____ Material

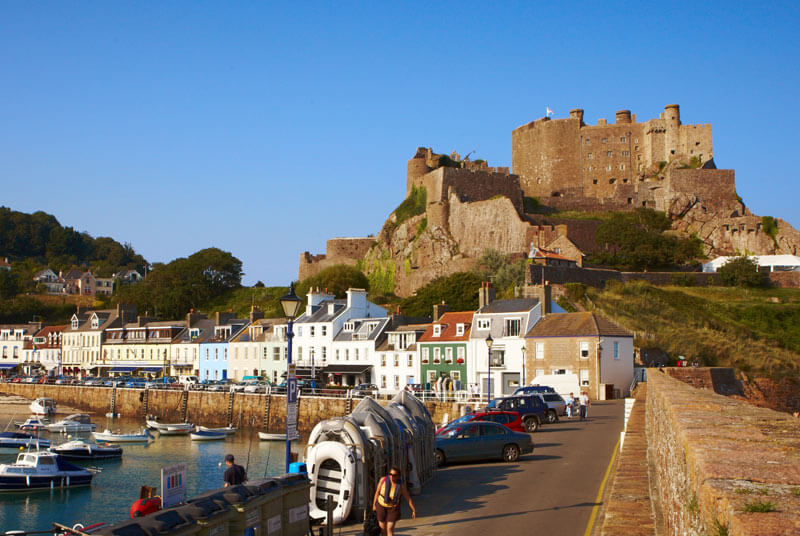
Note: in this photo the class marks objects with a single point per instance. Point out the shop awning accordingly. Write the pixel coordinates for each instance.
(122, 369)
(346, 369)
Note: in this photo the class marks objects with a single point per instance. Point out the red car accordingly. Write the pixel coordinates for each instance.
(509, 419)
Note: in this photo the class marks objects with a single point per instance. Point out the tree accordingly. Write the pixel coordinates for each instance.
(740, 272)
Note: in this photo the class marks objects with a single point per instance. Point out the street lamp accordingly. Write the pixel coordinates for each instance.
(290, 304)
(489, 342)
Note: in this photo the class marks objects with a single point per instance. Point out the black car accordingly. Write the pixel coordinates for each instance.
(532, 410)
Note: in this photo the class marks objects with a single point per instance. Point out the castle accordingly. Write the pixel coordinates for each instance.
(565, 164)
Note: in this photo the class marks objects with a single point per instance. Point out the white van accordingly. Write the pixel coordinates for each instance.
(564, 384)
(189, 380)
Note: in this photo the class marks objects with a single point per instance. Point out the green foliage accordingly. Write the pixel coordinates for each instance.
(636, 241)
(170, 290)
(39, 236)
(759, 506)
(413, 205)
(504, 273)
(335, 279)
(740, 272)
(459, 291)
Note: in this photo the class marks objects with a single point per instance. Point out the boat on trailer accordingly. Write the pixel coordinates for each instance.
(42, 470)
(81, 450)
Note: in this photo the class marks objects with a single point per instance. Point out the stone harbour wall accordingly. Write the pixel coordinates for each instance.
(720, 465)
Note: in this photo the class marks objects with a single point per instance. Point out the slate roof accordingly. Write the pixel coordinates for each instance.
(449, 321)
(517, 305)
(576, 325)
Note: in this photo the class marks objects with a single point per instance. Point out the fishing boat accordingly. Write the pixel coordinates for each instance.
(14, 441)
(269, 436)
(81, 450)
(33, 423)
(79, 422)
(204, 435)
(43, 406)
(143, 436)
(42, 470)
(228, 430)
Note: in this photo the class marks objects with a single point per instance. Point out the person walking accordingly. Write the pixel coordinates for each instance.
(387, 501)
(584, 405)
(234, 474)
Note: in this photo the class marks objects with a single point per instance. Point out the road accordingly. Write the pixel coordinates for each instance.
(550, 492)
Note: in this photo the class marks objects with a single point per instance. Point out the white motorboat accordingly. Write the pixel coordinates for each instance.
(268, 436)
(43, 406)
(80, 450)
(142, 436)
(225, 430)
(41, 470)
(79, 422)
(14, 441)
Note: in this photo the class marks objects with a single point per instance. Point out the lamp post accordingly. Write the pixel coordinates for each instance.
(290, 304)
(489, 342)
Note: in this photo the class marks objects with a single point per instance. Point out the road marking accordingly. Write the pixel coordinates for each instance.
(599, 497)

________

_Your goal_. Quote every line word for word and keep the images out of the copy.

_Solved exercise_.
Note: in this photo the class marks objects with a single point per instance. Point out the shop awning accordingly. Write the pixel coordinates for each instance.
(122, 369)
(346, 369)
Note: in this photo the class marks objects with a single point per instance. Point out the red car accordingly. Write the pixel coordinates for each instance.
(509, 419)
Note: in this photo the class marks objects with a single point per instance. Point out the tree accordingly. Write the pixel coordinates for each instance.
(740, 272)
Note: in this photo the class marks objects with a single point per instance. Point out the street lamp accordingly. Write the pixel coordinates for each instance.
(290, 304)
(489, 342)
Note: in this photo the class marks objects with a single point per instance. Point out the black car accordingly. Write the pixel coordinates for each instance.
(532, 410)
Note: in this photo the class marks objects with a single point per instance. Point out the castle accordingly. Write the pixel coordinates for each instance.
(565, 164)
Note: in this photo the class marks objects with a single point per instance. Point out the white van accordingly. Write the pixel coordinates for each instance.
(564, 384)
(189, 380)
Note: in this photo the class marks objects with a single point per instance. Point out the green foliage accordingly. Write the pixel coordinates for each instance.
(636, 241)
(170, 290)
(39, 236)
(759, 506)
(413, 205)
(504, 273)
(335, 279)
(740, 272)
(459, 291)
Note: in this photo the class marks objects with a single point per instance. Point out the boat on trailer accordingly. Write the pixel coordinates for each instance.
(42, 470)
(81, 450)
Note: in this photo the class marks objects with a single point per instance. Point out the stone harbour wall accordingly. Write the pixel coordinates for each instance.
(720, 465)
Note: in this photo the class marks objects with a single point per instance. Point out the slate roof accordingly. Write the pixel coordinates for each instance.
(449, 321)
(517, 305)
(576, 325)
Note: in this photo the class marks objects with a single point per instance. Point out the fishing boat accordingly. Write the pixel coordinates for each instance.
(14, 441)
(269, 436)
(81, 450)
(33, 423)
(79, 422)
(204, 435)
(43, 406)
(143, 436)
(42, 470)
(228, 430)
Note: in this photo the class marks objects with a single point per instance. Point out the person walking accordingly. Write the pixel coordinates for each instance.
(387, 501)
(584, 405)
(234, 474)
Note: in this photo the class marks objects with a single point per instance. Point out the road accordingly. Write the pixel coordinates for each instance.
(550, 492)
Note: in this photo the class marks objects with a single point per instance. Point out the white motorboat accordingly. Write the pixel coordinates for each instance.
(268, 436)
(43, 406)
(80, 450)
(142, 436)
(225, 430)
(41, 470)
(79, 422)
(14, 441)
Note: in this photo the class marks objects with a single point per instance. Point out the lamp post accordingly. Write the pixel coordinates for each instance.
(290, 304)
(489, 342)
Note: in this photo the class marks objects with a single point per instance. Point out the road marking accordingly. Write the pixel coordinates for each instance.
(599, 497)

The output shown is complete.